+++ Source document +++

Basically, it's woodwind cello - amazing range and versatility. In a sense it's the clarinet counterpart of a tenor saxophone, but it can both go lower than it (baritone range) and has highs competitive with alto instruments. Absolutely under-loved, at least orchestrally - again, for band (and 20th century orchestra) there's some great features for it.


----------



## RonOrchComp (Oct 25, 2020)

gsilbers said:


> Im not a fan of john william(s)...



@MikeGreene

Mike - we just found a member who needs to be banned!!!!!!


----------



## purple (Oct 25, 2020)

Trumpets aren't really the go-to for your standard "epic" fare, also sampled trumpets sound bad in general. The horn is much better as a sampled instrument in all cases and is more "epic" I guess somehow.


----------



## RonOrchComp (Oct 25, 2020)

purple said:


> lso sampled trumpets sound bad in general.



I don't agree with this. The Cinesamples trumpets sound marvelous. The Berlin Brass trumpets also sound really good, as do the new VSL offering from a few months back.


----------



## purple (Oct 25, 2020)

RonOrchComp said:


> I don't agree with this. The Cinesamples trumpets sound marvelous. The Berlin Brass trumpets also sound really good, as do the new VSL offering from a few months back.

+++ Data excerpts +++

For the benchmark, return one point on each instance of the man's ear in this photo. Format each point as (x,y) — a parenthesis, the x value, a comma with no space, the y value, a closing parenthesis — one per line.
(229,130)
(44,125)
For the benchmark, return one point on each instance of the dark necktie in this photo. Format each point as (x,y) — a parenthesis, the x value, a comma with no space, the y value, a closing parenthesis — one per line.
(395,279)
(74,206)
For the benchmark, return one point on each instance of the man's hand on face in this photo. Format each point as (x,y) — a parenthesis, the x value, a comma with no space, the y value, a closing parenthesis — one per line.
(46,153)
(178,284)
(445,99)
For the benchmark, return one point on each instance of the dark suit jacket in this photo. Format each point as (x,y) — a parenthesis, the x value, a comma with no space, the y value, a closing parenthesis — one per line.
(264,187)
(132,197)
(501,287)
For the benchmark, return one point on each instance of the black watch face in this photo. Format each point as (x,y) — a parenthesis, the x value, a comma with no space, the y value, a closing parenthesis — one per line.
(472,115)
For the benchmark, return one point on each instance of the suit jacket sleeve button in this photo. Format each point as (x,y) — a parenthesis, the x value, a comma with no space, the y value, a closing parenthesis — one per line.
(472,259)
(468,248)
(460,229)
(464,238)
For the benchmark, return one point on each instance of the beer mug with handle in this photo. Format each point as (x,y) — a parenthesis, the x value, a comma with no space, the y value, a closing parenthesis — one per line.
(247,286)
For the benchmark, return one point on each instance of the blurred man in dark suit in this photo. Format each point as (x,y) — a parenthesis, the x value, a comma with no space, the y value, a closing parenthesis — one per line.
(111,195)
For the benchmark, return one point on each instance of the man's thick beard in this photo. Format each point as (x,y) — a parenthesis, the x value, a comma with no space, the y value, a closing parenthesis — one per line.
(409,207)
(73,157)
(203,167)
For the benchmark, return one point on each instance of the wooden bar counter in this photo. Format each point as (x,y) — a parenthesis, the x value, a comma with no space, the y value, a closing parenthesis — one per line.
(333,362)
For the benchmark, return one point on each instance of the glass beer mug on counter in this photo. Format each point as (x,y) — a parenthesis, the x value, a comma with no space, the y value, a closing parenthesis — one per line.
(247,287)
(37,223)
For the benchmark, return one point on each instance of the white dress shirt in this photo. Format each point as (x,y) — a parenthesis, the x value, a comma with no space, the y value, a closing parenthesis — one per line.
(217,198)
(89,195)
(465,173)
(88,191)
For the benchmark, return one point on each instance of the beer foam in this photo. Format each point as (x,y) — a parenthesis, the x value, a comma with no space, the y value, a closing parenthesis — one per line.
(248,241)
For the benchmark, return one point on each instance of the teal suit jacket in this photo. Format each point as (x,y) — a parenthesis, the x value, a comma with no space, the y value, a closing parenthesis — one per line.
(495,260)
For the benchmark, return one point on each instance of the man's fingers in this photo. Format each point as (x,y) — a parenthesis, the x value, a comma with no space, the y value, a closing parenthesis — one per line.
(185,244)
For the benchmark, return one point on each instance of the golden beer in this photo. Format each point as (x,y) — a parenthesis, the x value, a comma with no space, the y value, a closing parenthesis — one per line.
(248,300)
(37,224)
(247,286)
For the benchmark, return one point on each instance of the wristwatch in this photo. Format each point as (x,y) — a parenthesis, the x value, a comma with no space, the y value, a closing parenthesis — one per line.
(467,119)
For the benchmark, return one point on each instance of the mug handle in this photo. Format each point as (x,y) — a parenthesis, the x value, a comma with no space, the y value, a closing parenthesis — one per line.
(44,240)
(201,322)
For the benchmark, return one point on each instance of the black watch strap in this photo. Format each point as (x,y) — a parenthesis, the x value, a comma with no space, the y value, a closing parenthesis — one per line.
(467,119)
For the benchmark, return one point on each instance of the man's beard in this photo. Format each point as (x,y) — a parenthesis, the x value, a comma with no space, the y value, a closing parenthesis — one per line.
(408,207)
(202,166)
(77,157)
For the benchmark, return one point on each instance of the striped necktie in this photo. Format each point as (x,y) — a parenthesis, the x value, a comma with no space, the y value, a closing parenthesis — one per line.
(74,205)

+++

Things to do:
(1) Please list every line of the entries that contains the word "dress".
(2) Extend the forum thread on orchestral instruments, picking up from its last line.
The forum thread on orchestral instruments and the entries are unrelated to each other.

Solved problems:
(1)
For the benchmark, return one point on each instance of the white dress shirt in this photo. Format each point as (x,y) — a parenthesis, the x value, a comma with no space, the y value, a closing parenthesis — one per line.

(2)
I mean, they're certainly not unusable, but in any given brass collection the trumpets tend to give it the "synthiness" we all dread. Proper balance and mixing can mitigate this but perhaps the fact that trumpets aren't as instantly gratifying due to this fact as horns or low brass makes them less likely to "inspire" and thus get used less. If you're one of those types that opens up a sample library for example and noodles until you get "inspired" by its sound, sampled trumpets aren't going to tend to be the kind of instrument that has that effect as much as, say, some epic low brass patch or a 12 horns patch or something.


----------



## Mark Kouznetsov (Oct 25, 2020)

gsilbers said:


> Im not a fan of john william or power style of scores. They sound cheesy cartoonish to me.


----------



## Jazzaria (Oct 25, 2020)

purple said:


> I mean, they're certainly not unusable, but in any given brass collection the trumpets tend to give it the "synthiness" we all dread. Proper balance and mixing can mitigate this but perhaps the fact that trumpets aren't as instantly gratifying due to this fact as horns or low brass makes them less likely to "inspire" and thus get used less. If you're one of those types that opens up a sample library for example and noodles until you get "inspired" by its sound, sampled trumpets aren't going to tend to be the kind of instrument that has that effect as much as, say, some epic low brass patch or a 12 horns patch or something.



Don't get me wrong, you have a point - but, confession time: I really think that whenever somebody says "Instrument X just doesn't sound right when sampled!" what they're _really_ saying is "I particularly like (and possibly play or have disproportionate experience with) instrument X."

I've heard many folks swear guitar can't be properly sampled or simulated. They're probably right. They're also probably guitarists, or otherwise more aware of and wish to use nuanced and extended techniques and sounds available to guitarists. To me, UJAM Virtual Guitar is real enough for backing, and Acousticsamples guitars are good enough for some lead work (so far - who knows what the future holds).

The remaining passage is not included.